-- start of Materials provided --

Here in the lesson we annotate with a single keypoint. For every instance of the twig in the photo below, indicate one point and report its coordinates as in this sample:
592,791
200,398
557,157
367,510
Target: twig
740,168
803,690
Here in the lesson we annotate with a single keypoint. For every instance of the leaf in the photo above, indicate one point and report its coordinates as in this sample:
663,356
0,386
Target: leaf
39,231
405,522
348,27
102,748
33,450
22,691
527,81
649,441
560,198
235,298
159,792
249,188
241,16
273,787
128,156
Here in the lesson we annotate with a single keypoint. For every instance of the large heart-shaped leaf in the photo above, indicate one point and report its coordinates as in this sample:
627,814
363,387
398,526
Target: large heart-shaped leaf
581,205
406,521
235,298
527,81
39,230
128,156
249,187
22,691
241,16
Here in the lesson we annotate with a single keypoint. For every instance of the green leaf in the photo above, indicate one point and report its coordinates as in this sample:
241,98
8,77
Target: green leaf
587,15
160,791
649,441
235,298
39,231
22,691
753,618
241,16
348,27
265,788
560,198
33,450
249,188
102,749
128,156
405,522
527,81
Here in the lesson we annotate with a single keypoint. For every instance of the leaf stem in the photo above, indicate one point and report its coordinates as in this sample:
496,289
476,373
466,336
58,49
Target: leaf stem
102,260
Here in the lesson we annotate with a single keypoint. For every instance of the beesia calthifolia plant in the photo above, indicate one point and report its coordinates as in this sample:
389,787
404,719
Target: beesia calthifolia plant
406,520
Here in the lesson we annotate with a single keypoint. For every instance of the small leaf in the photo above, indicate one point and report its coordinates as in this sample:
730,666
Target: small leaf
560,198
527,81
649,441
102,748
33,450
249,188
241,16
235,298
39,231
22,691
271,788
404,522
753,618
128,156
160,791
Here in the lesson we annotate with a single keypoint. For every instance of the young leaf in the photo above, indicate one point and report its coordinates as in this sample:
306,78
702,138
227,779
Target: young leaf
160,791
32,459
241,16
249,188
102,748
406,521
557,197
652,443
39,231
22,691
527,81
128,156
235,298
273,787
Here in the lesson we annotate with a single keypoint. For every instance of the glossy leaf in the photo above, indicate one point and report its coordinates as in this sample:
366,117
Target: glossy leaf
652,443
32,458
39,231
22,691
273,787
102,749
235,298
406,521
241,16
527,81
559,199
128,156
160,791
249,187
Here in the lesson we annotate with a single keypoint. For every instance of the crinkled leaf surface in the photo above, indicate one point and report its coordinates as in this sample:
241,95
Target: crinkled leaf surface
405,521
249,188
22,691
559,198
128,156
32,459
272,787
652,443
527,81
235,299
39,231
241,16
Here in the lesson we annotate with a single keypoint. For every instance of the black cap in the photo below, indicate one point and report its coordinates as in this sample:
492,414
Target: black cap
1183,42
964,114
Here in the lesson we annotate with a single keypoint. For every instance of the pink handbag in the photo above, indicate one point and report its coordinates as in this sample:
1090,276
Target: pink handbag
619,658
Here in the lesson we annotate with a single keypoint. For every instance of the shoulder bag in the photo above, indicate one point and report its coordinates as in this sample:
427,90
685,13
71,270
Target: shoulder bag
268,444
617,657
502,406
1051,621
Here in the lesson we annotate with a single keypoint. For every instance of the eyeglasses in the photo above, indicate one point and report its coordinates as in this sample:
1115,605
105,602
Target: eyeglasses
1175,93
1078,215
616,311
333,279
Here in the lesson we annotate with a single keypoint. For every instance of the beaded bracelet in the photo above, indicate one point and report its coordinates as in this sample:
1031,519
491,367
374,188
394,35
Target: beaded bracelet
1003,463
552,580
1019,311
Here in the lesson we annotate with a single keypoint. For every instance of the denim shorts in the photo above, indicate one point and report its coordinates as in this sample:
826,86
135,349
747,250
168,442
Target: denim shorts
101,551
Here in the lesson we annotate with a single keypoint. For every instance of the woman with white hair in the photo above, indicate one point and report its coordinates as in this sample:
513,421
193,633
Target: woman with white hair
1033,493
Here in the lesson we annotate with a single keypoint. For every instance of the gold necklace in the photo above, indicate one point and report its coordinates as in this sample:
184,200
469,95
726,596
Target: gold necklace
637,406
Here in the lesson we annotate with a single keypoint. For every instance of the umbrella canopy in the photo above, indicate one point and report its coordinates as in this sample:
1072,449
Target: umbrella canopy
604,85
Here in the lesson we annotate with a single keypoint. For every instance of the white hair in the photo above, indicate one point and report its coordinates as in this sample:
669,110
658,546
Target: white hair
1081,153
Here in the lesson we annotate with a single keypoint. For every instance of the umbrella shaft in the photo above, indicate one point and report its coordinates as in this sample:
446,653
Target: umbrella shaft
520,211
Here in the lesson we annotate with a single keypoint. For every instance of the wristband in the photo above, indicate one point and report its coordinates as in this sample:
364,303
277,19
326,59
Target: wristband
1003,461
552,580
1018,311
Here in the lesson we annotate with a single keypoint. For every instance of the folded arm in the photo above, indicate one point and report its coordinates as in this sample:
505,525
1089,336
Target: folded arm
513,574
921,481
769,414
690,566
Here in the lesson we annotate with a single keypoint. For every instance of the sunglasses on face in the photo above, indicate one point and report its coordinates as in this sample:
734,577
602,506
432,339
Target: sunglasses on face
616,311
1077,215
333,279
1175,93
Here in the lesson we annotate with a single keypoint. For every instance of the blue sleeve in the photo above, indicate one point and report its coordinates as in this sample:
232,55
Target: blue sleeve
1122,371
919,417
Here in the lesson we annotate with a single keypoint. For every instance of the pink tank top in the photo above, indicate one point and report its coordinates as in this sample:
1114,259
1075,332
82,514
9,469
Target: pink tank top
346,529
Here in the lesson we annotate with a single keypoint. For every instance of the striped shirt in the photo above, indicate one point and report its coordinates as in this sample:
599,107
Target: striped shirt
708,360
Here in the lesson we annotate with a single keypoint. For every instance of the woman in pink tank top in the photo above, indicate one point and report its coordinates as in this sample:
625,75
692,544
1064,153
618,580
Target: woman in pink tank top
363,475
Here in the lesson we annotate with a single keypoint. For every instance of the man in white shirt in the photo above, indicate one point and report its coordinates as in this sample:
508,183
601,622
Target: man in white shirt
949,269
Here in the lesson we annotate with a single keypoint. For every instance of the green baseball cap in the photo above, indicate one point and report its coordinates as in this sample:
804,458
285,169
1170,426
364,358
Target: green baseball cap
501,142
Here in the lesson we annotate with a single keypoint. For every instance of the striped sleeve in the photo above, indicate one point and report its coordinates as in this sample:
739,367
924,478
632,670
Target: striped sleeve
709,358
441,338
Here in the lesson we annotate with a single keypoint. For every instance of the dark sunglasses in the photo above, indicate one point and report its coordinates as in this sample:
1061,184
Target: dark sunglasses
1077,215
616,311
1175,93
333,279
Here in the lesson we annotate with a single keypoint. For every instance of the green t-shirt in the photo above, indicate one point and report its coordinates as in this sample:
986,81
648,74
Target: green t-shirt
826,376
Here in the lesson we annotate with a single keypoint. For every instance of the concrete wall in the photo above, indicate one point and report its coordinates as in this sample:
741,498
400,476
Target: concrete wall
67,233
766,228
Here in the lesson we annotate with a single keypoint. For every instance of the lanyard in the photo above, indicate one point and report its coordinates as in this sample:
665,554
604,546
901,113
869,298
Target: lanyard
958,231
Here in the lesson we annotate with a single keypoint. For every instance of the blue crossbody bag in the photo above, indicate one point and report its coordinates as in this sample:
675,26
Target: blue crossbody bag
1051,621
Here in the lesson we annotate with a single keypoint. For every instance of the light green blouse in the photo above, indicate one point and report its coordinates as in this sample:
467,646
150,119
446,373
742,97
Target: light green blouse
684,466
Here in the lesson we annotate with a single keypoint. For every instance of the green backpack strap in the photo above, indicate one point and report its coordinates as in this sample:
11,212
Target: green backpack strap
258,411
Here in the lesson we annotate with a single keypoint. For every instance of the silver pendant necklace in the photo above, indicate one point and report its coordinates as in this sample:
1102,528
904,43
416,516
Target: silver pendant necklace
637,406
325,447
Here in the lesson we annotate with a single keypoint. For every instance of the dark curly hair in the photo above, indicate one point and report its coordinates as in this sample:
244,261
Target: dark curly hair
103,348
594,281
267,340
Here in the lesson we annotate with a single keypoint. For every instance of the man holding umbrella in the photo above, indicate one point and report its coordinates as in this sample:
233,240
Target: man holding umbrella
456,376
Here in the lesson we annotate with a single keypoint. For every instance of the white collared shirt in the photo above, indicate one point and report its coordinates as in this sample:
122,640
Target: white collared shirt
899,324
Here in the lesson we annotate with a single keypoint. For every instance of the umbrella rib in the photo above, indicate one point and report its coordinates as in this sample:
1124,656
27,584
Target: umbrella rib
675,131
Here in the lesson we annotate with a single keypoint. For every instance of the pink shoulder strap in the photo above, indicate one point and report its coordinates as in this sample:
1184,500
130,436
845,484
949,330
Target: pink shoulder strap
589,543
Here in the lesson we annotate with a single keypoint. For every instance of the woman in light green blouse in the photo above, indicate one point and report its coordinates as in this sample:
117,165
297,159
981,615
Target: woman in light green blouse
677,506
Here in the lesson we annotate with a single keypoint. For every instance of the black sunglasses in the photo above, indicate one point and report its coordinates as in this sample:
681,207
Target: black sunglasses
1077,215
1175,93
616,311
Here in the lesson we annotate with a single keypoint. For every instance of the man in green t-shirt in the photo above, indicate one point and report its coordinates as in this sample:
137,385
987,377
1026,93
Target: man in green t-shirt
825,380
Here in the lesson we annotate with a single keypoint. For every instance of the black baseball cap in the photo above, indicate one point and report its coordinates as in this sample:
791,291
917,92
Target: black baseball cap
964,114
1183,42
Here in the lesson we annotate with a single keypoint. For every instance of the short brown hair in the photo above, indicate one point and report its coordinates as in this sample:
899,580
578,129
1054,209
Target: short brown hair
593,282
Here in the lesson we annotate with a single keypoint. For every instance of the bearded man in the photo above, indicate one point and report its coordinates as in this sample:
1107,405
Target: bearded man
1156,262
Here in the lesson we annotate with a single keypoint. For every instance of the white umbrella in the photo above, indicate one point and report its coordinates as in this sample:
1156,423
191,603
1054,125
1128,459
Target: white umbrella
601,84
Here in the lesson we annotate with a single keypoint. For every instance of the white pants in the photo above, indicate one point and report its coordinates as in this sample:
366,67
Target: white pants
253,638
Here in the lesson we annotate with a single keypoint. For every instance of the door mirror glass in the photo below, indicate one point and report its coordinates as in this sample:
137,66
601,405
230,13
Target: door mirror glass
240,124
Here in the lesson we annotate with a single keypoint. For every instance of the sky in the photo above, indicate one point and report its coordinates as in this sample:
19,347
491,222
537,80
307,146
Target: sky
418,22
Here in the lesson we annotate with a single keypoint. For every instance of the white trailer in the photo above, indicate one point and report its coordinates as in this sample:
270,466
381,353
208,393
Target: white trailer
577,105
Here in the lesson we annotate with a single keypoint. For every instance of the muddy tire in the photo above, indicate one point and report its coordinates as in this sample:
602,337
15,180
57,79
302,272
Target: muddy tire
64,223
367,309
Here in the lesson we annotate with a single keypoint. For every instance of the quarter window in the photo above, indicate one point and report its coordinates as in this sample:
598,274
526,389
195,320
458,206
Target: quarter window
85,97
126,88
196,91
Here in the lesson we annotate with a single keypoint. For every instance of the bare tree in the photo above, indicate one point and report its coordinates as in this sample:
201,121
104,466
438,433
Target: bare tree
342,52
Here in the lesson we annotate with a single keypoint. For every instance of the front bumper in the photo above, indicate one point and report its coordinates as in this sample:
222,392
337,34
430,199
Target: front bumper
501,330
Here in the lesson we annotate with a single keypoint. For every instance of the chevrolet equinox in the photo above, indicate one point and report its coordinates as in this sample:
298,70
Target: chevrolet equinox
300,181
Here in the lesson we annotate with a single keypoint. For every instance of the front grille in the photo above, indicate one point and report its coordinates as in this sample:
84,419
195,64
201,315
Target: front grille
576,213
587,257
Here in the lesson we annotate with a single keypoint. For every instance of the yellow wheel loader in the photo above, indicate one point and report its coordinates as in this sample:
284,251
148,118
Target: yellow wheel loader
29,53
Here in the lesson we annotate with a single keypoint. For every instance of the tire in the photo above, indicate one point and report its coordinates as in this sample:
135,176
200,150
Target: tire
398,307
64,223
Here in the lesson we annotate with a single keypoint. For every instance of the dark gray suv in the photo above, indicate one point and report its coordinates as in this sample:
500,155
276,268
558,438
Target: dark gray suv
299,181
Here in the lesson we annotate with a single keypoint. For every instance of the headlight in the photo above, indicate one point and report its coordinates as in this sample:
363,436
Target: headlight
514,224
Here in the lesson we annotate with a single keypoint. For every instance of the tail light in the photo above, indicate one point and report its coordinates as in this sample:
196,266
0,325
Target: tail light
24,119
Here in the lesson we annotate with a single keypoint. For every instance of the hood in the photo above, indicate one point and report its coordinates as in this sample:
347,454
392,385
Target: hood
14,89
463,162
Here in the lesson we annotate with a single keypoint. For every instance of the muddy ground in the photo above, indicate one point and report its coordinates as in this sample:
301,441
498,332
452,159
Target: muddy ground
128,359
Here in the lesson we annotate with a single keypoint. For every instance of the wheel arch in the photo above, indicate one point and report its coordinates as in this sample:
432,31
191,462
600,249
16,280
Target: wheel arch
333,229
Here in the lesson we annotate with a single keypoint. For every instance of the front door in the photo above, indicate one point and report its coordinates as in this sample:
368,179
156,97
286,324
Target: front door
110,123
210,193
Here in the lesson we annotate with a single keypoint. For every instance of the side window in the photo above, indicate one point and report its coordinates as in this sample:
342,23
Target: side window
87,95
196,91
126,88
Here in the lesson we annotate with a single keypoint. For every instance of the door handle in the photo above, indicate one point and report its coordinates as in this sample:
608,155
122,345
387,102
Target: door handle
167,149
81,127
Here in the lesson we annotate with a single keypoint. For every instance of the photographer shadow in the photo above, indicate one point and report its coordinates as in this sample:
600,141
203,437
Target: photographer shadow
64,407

-- end of Materials provided --

**Task objective**
Return unchanged every line of the data, starting with the line that contains "the front door" and going on through the final line of the data.

**Full solution**
Here in the lesson we annotate with a single keypoint. For every instance of the front door in the photo above, indicate one point and report its coordinates as in this sample:
368,179
156,97
286,324
Target: front door
110,123
210,193
Here in the lesson we annotate with a single keypoint. For every instance of the side window in the photo above, indicate one point and report its coordinates as in this sample:
342,23
Target: side window
87,95
196,91
126,88
Here in the lesson we annotate with a single keypoint. For every instance of the door handle in the photo above, indicate one point and report its coordinates as in this sample:
608,155
122,345
387,102
Target: door handle
167,149
81,127
Here in the lesson we annotate with a single keypoint. For every instance of the photographer shadow in the photo above, indicate one point and report its coordinates as in this sample:
600,141
203,437
Target: photographer shadow
64,407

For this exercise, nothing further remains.